◆ SOURCE:
- - -

Intervention de Gabriel Attal

Réunion du 17 novembre 2022 à 14h30
Loi de finances pour 2023 — Discussion générale

Gabriel Attal :

Nous étions réunis ici hier soir pour examiner le deuxième projet de loi de finances rectificative (PLFR) pour cette année 2022. Je tiens à remercier l’ensemble des sénateurs qui étaient présents de la qualité des échanges que nous avons eus.

Je l’ai dit, et Bruno Le Maire vient de le rappeler, au vu de la situation économique de notre pays, le climat d’incertitude dans lequel nous devons évoluer est réel ; je n’y reviendrai pas.

Hier soir, cet hémicycle a voté pour donner aux Français des moyens supplémentaires de combattre la vie chère.

Avec l’ouverture de ces 2, 5 milliards d’euros, nous allons aider les Français à se chauffer et à se déplacer et nos étudiants et chercheurs à travailler dans de bonnes conditions. Nous allons financer la bataille en faveur du plein emploi et poursuivre notre engagement sans faille aux côtés du peuple ukrainien. Tout cela, nous le ferons en tenant l’objectif de déficit que nous avions fixé pour 2022, car il est hors de question – Bruno Le Maire l’a souligné – de laisser déraper nos comptes.

Je sais évidemment que l’adoption de cette loi financière n’efface en rien les clivages qui nous séparent. J’ai conscience que nous aurons, durant la discussion qui s’ouvre, un débat extrêmement nourri sur un certain nombre de sujets. Je pense notamment à la suppression de la CVAE et, aussi, aux modalités du filet de sécurité que nous allons mettre en place pour protéger les collectivités qui en ont besoin face à la flambée des prix de l’énergie.

- - -

◆ DONNÉES:
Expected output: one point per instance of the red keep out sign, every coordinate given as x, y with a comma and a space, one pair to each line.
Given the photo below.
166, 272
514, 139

- - -

◆ OBJECTIF: Traduisez en anglais cette phrase de l'intervention sur la loi de finances pour 2023 : « Hier soir, cet hémicycle a voté pour donner aux Français des moyens supplémentaires de combattre la vie chère. »

◆ SOLUTION: Last night, this chamber voted to give the French people additional means to fight the high cost of living.